Excerpted text:
Indian rhinoceros Facts

Indian rhinoceros Facts
Indian rhinoceros (great one-horned rhinoceros) is the second largest member (white rhino is the largest) of a rhino family. It can be found in the northern parts of India and Nepal. Indian rhinoceros inhabits floodplain grasslands, swamps and forests. Habitat loss due to agricultural development and poaching (because of the horn that is used in traditional Asian medicine) brought Indian rhinoceros to the brink of extinction at the beginning of the 20th century. Thanks to the great conservation efforts, population of Indian rhinoceros is much bigger and more stable today. According to the last count (in 2015), there are 3555 animals left in the wild. Indian rhinoceros is classified as vulnerable.
Interesting Indian rhinoceros Facts:
Indian rhinoceros can reach 10.2 to 12.5 feet in length and 3.500 to 4.900 pounds of weight.
Indian rhinoceros has brownish-grey skin with folds that create appearance of an armor. Shoulders and legs are covered with wart-like bumps.
Indian rhinoceros has heavy skull, prehensile upper lip, flexible ears, bulky body and short tail. Males have large and sharp, tusk-like incisors that are used for fight with other males during the mating season.
Indian rhinoceros has only one horn that can reach 9.8 to 22.5 inches in length. Horn is made of keratin, just like human hair and nails.
Indian rhinoceros has poor eyesight, but excellent sense of hearing and smell. It detects partners for mating by following the strong scent typical for this species.
Despite its bulky body, Indian rhinoceros is very fast animal (maximum speed 34 miles per hour) that can quickly change direction of movement.
Indian rhinoceros is active early in the morning and late in the afternoon.
Indian rhinoceros is grazer. Its diet is mostly based on the grass. Fruit, leaves, aquatic plants and various crops are occasionally on the menu.
Indian rhinoceros likes to spend time in areas that provide enough water and mud which are used for cooling during the hottest part of a day. Indian rhinoceros is very good swimmer.

Data:
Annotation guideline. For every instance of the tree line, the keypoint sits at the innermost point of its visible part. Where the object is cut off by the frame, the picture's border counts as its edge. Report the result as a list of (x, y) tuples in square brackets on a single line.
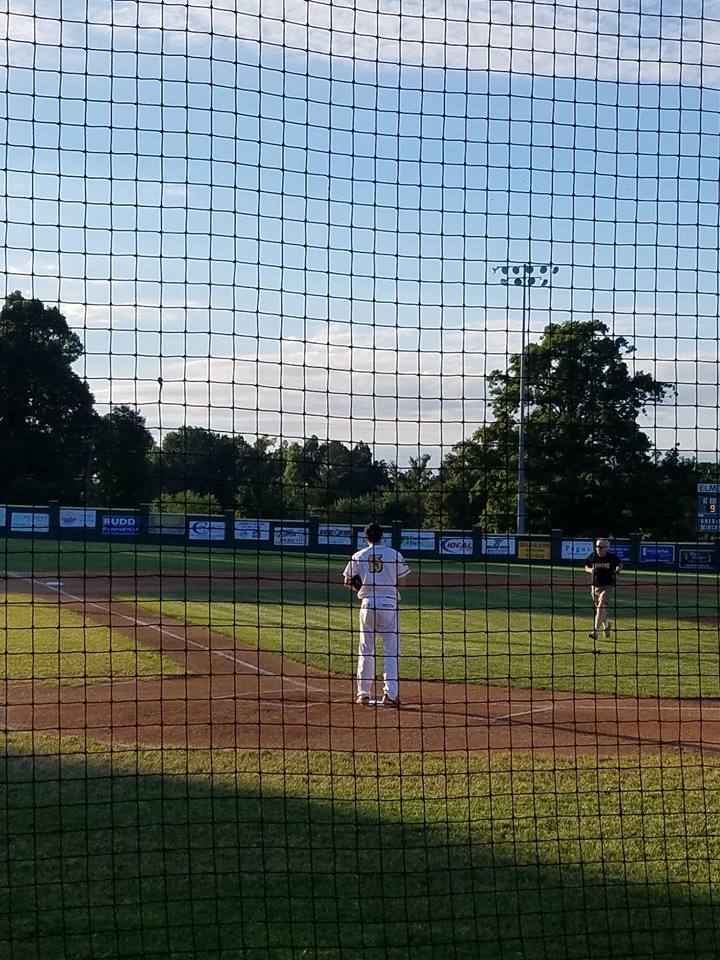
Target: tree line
[(589, 465)]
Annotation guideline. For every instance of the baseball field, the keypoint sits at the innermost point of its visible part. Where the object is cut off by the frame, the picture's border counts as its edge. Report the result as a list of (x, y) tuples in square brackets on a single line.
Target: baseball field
[(185, 772)]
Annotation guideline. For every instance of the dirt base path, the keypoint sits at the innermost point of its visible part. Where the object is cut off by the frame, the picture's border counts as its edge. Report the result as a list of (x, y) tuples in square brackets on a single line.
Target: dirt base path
[(238, 697)]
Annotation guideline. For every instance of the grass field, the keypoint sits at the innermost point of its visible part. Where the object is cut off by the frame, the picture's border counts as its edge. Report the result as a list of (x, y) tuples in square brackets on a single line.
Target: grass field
[(519, 631), (237, 856), (221, 855), (42, 641)]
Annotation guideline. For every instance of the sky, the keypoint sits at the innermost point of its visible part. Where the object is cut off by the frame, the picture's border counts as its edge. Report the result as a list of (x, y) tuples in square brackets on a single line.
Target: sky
[(293, 212)]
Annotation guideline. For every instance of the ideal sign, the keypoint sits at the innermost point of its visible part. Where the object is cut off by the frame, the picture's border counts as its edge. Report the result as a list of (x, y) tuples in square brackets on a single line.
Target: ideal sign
[(456, 546), (496, 546)]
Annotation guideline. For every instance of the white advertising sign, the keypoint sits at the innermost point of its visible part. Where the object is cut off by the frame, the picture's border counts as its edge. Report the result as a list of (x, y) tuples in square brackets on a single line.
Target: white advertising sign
[(576, 549), (340, 535), (30, 522), (291, 536), (166, 524), (361, 542), (77, 517), (417, 540), (252, 529), (206, 530), (498, 546), (456, 546)]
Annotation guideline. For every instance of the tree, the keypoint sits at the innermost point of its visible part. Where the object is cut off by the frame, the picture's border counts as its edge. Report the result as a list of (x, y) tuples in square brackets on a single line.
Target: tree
[(47, 419), (588, 463), (122, 458), (194, 458)]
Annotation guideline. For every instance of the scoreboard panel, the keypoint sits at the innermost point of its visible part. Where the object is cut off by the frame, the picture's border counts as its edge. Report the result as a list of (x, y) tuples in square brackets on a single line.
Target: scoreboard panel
[(708, 513)]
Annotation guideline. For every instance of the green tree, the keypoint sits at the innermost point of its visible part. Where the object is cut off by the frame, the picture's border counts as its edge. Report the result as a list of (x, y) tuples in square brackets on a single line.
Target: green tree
[(122, 458), (47, 418), (588, 463), (194, 458)]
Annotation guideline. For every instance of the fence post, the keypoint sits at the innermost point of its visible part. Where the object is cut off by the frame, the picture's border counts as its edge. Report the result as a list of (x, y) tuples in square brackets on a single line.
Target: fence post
[(144, 523), (477, 542), (229, 528), (53, 519), (313, 528), (396, 535)]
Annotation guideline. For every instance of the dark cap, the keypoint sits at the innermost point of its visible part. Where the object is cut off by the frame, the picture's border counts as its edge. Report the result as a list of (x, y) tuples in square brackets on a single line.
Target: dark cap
[(373, 532)]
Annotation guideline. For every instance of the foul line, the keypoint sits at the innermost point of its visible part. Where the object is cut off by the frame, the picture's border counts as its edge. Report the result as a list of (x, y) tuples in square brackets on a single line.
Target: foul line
[(163, 630)]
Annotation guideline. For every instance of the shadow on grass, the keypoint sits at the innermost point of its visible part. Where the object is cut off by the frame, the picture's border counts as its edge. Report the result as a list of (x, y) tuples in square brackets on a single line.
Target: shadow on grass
[(120, 863)]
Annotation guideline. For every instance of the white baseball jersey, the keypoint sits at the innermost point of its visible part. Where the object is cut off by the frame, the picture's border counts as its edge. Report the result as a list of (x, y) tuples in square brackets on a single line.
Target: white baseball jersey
[(379, 567)]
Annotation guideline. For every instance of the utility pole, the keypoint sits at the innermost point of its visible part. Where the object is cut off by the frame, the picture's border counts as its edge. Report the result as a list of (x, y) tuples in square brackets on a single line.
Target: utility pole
[(525, 275)]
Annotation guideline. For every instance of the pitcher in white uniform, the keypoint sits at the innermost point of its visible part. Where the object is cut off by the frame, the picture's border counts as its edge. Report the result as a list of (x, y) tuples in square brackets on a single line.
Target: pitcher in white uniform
[(375, 572)]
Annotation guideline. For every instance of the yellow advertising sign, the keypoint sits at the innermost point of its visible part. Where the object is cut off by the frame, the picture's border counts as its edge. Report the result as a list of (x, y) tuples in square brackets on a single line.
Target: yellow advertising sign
[(534, 550)]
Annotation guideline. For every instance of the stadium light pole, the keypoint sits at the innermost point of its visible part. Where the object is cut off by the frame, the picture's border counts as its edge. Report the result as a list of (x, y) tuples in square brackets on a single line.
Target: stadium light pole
[(524, 275)]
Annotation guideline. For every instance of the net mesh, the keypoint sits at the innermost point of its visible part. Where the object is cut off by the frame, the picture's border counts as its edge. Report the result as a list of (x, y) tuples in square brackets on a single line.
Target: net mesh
[(419, 293)]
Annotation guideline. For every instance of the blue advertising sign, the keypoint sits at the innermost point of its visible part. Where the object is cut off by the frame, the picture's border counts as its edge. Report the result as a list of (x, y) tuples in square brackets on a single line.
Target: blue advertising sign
[(657, 553), (120, 525), (697, 558)]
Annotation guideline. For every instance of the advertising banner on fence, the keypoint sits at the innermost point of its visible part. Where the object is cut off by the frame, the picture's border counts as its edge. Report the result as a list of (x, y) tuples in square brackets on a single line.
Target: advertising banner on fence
[(31, 522), (576, 549), (622, 550), (206, 529), (697, 558), (291, 536), (457, 546), (657, 553), (534, 550), (361, 542), (120, 525), (77, 517), (340, 535), (166, 524), (252, 529), (498, 546), (417, 540)]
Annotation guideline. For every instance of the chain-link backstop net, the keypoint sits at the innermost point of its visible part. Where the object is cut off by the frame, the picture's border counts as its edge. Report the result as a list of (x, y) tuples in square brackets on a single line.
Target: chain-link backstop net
[(359, 479)]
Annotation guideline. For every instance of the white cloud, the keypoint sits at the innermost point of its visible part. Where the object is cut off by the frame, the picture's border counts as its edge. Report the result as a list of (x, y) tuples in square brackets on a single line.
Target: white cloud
[(572, 38), (388, 394)]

Assigned task:
Revise the stretch of the Indian rhinoceros text from "Indian rhinoceros has only" through "very good swimmer.", substituting "keen" for "excellent". Rely only on the text to complete this work.

Your response:
Indian rhinoceros has only one horn that can reach 9.8 to 22.5 inches in length. Horn is made of keratin, just like human hair and nails.
Indian rhinoceros has poor eyesight, but keen sense of hearing and smell. It detects partners for mating by following the strong scent typical for this species.
Despite its bulky body, Indian rhinoceros is very fast animal (maximum speed 34 miles per hour) that can quickly change direction of movement.
Indian rhinoceros is active early in the morning and late in the afternoon.
Indian rhinoceros is grazer. Its diet is mostly based on the grass. Fruit, leaves, aquatic plants and various crops are occasionally on the menu.
Indian rhinoceros likes to spend time in areas that provide enough water and mud which are used for cooling during the hottest part of a day. Indian rhinoceros is very good swimmer.